DESCRIPTION DE L'EXERCICE
Recopiez le matériel à partir de la ligne contenant « In this picture, where can the mask » jusqu'à la fin du matériel, en substituant « black » à « purple » sans rien modifier d'autre.

(Lignes du jeu de données)
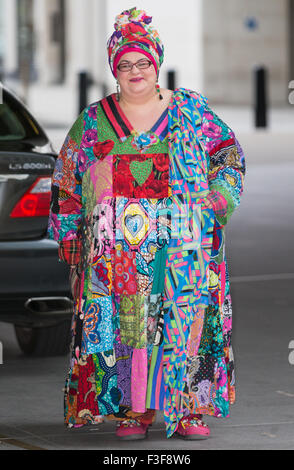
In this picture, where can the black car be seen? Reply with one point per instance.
(34, 286)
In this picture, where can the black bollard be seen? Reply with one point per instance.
(171, 80)
(260, 77)
(83, 82)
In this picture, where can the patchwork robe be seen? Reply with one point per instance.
(152, 319)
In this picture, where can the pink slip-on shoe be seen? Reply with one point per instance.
(131, 429)
(192, 427)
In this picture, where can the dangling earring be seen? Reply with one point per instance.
(117, 91)
(157, 87)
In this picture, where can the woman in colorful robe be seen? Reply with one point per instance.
(140, 217)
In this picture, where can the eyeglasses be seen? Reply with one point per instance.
(141, 65)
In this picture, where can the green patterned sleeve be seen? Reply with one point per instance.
(65, 208)
(226, 166)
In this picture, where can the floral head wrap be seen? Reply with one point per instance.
(134, 33)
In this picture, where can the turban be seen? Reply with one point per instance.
(133, 32)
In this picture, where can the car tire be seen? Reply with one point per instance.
(44, 341)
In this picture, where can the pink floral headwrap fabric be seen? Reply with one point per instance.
(133, 32)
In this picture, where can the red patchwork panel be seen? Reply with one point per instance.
(141, 176)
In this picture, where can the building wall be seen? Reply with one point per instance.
(180, 28)
(232, 49)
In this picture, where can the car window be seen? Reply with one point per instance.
(10, 126)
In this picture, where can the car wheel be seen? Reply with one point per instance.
(44, 341)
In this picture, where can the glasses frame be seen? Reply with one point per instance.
(136, 64)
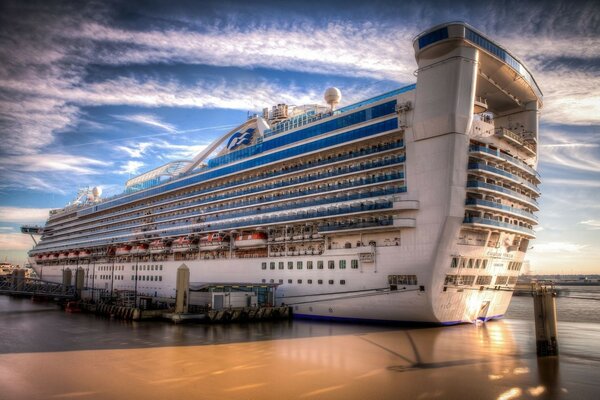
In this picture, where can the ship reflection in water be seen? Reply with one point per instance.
(100, 358)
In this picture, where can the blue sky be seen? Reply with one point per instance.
(92, 93)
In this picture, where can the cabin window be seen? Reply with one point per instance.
(455, 261)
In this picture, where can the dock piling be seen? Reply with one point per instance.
(544, 306)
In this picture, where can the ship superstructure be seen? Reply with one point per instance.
(415, 205)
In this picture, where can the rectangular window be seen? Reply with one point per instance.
(484, 280)
(501, 280)
(455, 261)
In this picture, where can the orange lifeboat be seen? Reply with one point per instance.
(158, 247)
(85, 254)
(140, 249)
(255, 239)
(214, 241)
(123, 250)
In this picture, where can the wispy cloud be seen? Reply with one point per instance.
(147, 119)
(130, 168)
(559, 247)
(593, 224)
(23, 215)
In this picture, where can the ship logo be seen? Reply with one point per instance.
(240, 138)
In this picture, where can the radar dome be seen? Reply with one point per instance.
(333, 96)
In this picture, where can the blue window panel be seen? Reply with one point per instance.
(366, 131)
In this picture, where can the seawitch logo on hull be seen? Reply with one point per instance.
(240, 138)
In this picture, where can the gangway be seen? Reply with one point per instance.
(13, 285)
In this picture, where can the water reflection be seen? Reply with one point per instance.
(295, 359)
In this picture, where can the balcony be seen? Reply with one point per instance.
(511, 210)
(505, 174)
(477, 221)
(499, 155)
(516, 140)
(499, 189)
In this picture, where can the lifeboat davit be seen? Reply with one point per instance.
(158, 247)
(85, 254)
(123, 250)
(139, 249)
(256, 239)
(183, 244)
(214, 241)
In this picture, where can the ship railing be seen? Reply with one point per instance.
(256, 220)
(121, 198)
(135, 221)
(355, 155)
(498, 171)
(505, 225)
(324, 200)
(506, 157)
(509, 209)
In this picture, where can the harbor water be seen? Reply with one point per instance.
(46, 353)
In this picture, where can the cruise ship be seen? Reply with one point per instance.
(416, 205)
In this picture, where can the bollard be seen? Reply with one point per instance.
(183, 288)
(79, 279)
(67, 275)
(544, 306)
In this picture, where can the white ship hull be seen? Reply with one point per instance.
(416, 205)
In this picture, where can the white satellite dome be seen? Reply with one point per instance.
(333, 96)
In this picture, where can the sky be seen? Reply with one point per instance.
(93, 93)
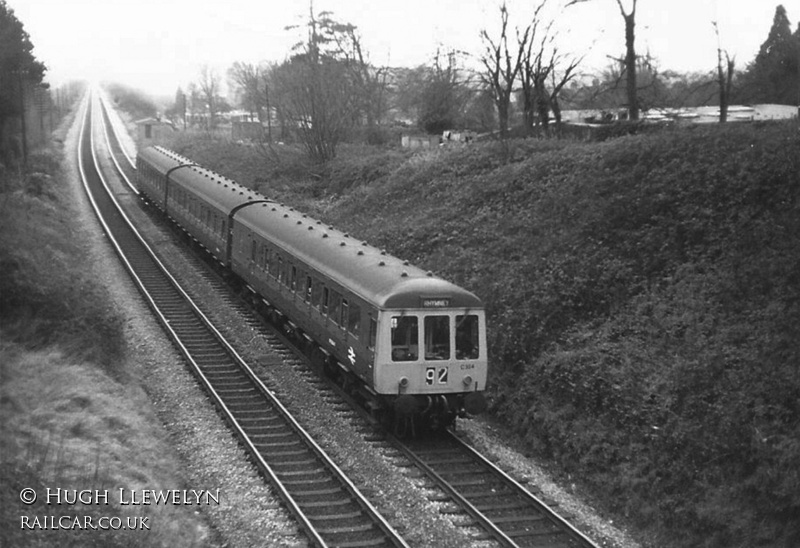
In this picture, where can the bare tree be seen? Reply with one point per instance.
(315, 91)
(209, 85)
(544, 74)
(724, 77)
(502, 68)
(245, 79)
(370, 83)
(630, 55)
(533, 73)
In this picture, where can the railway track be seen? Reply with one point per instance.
(506, 512)
(327, 506)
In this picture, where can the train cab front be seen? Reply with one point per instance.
(432, 362)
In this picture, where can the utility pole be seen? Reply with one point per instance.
(22, 118)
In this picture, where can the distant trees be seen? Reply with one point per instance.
(630, 62)
(328, 87)
(534, 63)
(502, 66)
(724, 78)
(774, 75)
(209, 88)
(19, 72)
(436, 96)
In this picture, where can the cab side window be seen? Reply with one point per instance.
(405, 338)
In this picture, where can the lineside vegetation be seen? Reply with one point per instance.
(644, 302)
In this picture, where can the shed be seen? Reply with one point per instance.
(151, 130)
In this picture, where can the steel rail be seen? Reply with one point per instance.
(132, 165)
(391, 535)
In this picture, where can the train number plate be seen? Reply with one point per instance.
(435, 375)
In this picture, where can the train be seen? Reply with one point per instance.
(411, 345)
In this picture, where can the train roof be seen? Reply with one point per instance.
(225, 194)
(373, 274)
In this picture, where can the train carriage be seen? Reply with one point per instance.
(413, 344)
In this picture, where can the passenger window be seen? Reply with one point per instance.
(437, 337)
(354, 320)
(316, 294)
(467, 345)
(405, 339)
(345, 312)
(373, 333)
(335, 306)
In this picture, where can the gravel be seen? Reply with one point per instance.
(249, 513)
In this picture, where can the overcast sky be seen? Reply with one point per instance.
(159, 45)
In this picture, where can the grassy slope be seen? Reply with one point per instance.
(73, 415)
(644, 302)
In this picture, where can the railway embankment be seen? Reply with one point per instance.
(644, 302)
(75, 417)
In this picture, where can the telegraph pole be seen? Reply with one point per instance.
(22, 118)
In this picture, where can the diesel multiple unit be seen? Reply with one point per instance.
(413, 345)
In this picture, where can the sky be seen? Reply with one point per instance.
(160, 45)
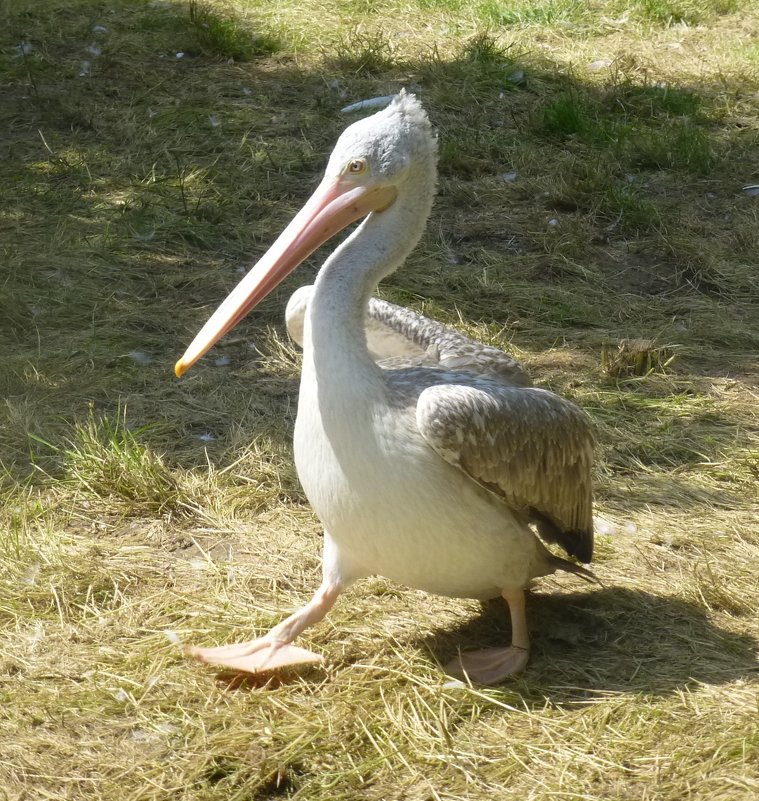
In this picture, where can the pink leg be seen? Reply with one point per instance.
(493, 664)
(274, 649)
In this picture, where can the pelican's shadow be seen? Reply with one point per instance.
(611, 640)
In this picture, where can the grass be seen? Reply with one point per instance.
(590, 220)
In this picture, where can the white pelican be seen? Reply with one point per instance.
(428, 475)
(397, 337)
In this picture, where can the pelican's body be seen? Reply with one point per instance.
(429, 474)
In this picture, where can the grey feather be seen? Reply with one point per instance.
(528, 446)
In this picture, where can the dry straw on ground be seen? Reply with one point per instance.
(593, 156)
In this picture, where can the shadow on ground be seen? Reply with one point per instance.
(614, 640)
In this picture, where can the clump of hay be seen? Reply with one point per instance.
(636, 357)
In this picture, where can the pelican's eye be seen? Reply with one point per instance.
(356, 166)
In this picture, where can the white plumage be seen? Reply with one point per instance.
(429, 470)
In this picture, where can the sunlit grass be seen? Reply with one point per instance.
(589, 219)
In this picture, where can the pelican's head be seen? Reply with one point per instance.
(371, 165)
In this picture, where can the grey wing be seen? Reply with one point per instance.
(398, 337)
(529, 447)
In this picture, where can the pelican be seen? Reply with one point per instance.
(436, 476)
(398, 337)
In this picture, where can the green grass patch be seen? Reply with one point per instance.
(543, 12)
(590, 222)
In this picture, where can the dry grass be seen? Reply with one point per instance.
(593, 156)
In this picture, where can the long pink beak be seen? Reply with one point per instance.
(334, 205)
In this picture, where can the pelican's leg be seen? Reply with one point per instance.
(275, 649)
(493, 664)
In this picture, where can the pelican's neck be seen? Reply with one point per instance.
(336, 333)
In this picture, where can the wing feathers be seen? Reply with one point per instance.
(528, 446)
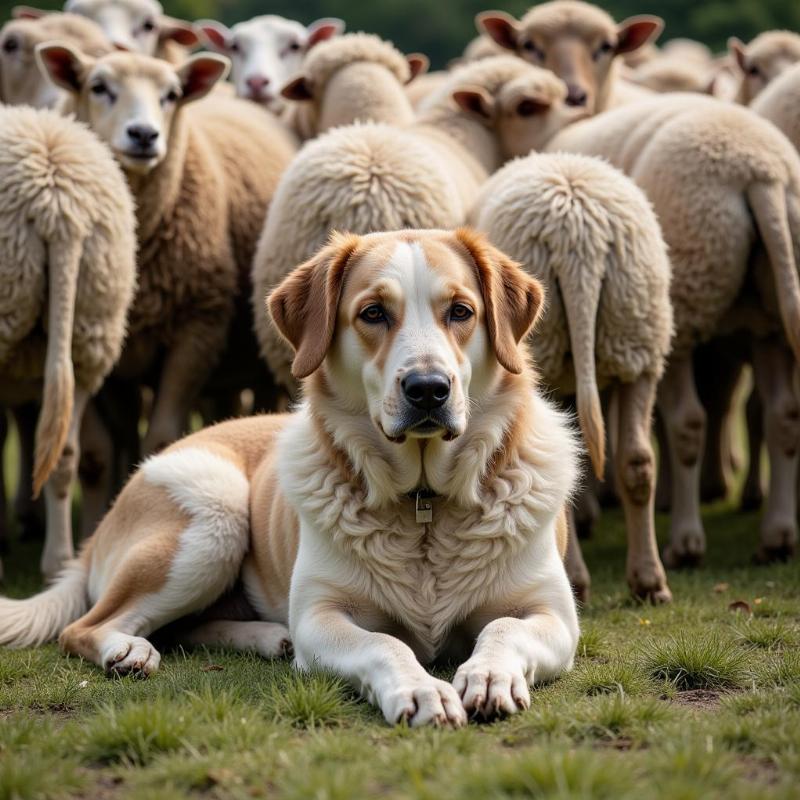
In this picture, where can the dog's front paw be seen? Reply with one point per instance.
(492, 685)
(424, 700)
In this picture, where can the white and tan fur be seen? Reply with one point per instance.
(314, 511)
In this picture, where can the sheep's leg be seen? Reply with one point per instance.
(752, 491)
(636, 475)
(684, 421)
(186, 368)
(58, 546)
(773, 367)
(27, 511)
(577, 572)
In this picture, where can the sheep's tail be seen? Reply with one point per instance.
(768, 202)
(25, 623)
(59, 380)
(581, 307)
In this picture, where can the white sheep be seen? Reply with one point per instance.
(375, 177)
(202, 176)
(718, 177)
(266, 51)
(589, 235)
(68, 251)
(580, 43)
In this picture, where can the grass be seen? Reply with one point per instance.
(684, 701)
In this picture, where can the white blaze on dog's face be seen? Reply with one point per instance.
(422, 327)
(130, 101)
(266, 51)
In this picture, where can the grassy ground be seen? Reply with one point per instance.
(693, 700)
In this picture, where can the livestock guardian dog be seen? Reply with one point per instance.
(410, 510)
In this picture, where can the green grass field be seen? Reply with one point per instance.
(691, 700)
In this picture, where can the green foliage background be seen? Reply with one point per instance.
(442, 29)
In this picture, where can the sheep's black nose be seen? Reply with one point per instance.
(426, 390)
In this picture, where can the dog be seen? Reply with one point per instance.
(411, 510)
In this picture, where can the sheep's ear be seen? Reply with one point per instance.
(418, 63)
(214, 34)
(637, 31)
(501, 27)
(28, 12)
(304, 305)
(178, 31)
(323, 29)
(200, 73)
(476, 101)
(512, 298)
(738, 50)
(298, 89)
(65, 67)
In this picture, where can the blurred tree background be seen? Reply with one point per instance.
(442, 29)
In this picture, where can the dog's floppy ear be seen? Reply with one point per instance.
(304, 305)
(512, 298)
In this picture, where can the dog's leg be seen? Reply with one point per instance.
(511, 653)
(684, 422)
(381, 667)
(183, 528)
(635, 465)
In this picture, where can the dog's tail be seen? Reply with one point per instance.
(581, 303)
(25, 623)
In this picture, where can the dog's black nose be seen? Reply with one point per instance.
(142, 135)
(426, 390)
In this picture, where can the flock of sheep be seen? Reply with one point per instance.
(146, 208)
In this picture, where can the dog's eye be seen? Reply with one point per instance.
(460, 312)
(373, 314)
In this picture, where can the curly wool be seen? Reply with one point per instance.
(60, 185)
(696, 158)
(574, 222)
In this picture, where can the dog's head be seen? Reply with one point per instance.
(412, 327)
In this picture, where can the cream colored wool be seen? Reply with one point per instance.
(354, 77)
(68, 251)
(375, 177)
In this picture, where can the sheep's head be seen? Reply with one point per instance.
(576, 40)
(131, 101)
(524, 112)
(763, 60)
(20, 81)
(139, 26)
(265, 51)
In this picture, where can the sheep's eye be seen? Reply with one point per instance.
(460, 312)
(374, 314)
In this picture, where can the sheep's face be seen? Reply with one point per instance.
(138, 26)
(266, 51)
(131, 101)
(763, 60)
(575, 40)
(524, 114)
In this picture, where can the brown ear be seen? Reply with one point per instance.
(512, 298)
(304, 305)
(500, 27)
(637, 31)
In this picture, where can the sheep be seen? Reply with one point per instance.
(202, 176)
(19, 84)
(580, 43)
(266, 51)
(68, 250)
(356, 77)
(376, 177)
(589, 235)
(706, 166)
(139, 26)
(763, 60)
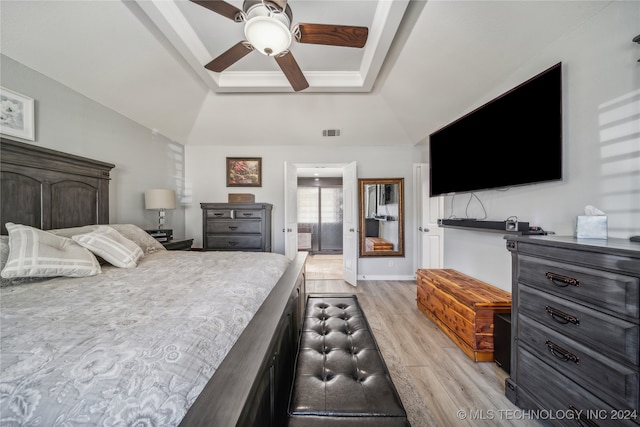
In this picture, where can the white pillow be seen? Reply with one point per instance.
(36, 253)
(140, 237)
(110, 245)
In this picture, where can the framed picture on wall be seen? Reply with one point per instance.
(16, 115)
(244, 171)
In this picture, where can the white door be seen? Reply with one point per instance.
(350, 224)
(290, 210)
(429, 237)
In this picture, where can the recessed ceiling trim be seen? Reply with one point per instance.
(172, 23)
(167, 16)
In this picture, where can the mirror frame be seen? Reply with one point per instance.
(362, 185)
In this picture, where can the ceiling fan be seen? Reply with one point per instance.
(267, 28)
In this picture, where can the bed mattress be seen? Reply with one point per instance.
(129, 346)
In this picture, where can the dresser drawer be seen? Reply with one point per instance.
(591, 370)
(247, 214)
(233, 226)
(554, 392)
(234, 242)
(610, 292)
(602, 332)
(219, 213)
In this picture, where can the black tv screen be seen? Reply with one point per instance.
(515, 139)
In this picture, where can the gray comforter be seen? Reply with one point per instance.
(129, 346)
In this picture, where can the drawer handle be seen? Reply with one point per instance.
(561, 316)
(580, 417)
(562, 281)
(561, 353)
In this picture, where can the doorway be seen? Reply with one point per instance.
(320, 215)
(348, 173)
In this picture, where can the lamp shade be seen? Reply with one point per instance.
(160, 199)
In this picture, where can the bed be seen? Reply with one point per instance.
(172, 338)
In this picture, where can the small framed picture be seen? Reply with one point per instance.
(16, 115)
(244, 171)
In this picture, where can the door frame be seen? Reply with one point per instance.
(289, 167)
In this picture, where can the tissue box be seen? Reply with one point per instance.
(591, 227)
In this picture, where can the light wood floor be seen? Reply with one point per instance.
(438, 384)
(324, 267)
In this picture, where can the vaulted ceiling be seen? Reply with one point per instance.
(425, 64)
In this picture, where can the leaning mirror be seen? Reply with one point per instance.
(381, 217)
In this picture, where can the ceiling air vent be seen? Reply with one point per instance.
(331, 132)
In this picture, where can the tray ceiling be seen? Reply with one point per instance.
(200, 35)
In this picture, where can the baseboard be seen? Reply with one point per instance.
(382, 277)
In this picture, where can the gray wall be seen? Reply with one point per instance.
(601, 97)
(69, 122)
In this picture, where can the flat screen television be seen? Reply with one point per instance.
(513, 140)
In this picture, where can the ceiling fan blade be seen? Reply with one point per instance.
(292, 71)
(333, 35)
(282, 4)
(230, 57)
(221, 7)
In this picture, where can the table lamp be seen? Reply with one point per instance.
(160, 199)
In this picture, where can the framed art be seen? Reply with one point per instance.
(16, 114)
(244, 171)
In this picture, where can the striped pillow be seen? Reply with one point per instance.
(111, 246)
(37, 253)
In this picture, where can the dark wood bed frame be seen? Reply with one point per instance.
(49, 189)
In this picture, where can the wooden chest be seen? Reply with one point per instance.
(463, 308)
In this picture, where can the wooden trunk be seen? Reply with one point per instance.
(463, 308)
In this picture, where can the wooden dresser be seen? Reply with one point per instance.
(236, 226)
(575, 329)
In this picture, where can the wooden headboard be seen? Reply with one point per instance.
(48, 189)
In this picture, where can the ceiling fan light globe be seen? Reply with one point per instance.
(267, 35)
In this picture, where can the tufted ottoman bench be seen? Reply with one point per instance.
(341, 378)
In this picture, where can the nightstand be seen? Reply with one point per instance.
(178, 245)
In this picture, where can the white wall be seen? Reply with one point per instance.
(601, 91)
(205, 181)
(72, 123)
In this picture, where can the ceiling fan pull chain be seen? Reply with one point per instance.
(295, 32)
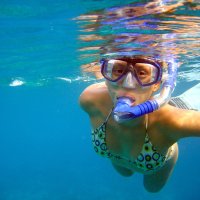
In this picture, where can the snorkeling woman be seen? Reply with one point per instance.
(136, 129)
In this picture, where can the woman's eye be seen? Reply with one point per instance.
(142, 73)
(118, 71)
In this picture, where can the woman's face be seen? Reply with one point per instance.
(139, 93)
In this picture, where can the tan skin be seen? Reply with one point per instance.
(165, 127)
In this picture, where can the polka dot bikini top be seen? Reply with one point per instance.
(148, 160)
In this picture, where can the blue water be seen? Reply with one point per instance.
(45, 143)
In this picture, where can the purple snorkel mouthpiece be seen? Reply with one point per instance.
(124, 111)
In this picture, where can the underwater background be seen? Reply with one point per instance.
(48, 50)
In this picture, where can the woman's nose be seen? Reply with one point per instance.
(129, 81)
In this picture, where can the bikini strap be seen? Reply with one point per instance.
(109, 115)
(146, 126)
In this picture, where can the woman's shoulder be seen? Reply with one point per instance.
(93, 97)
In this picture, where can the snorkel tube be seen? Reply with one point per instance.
(123, 110)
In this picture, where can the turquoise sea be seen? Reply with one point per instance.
(47, 52)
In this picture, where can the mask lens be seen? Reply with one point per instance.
(114, 69)
(146, 73)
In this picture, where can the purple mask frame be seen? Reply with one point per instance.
(133, 61)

RÉPONSE ATTENDUE
In this picture, where can the mask lens be seen? Reply with one point per instance.
(114, 69)
(146, 73)
In this picture, where can the black mask frame be seen? Reply with one point per instance.
(133, 61)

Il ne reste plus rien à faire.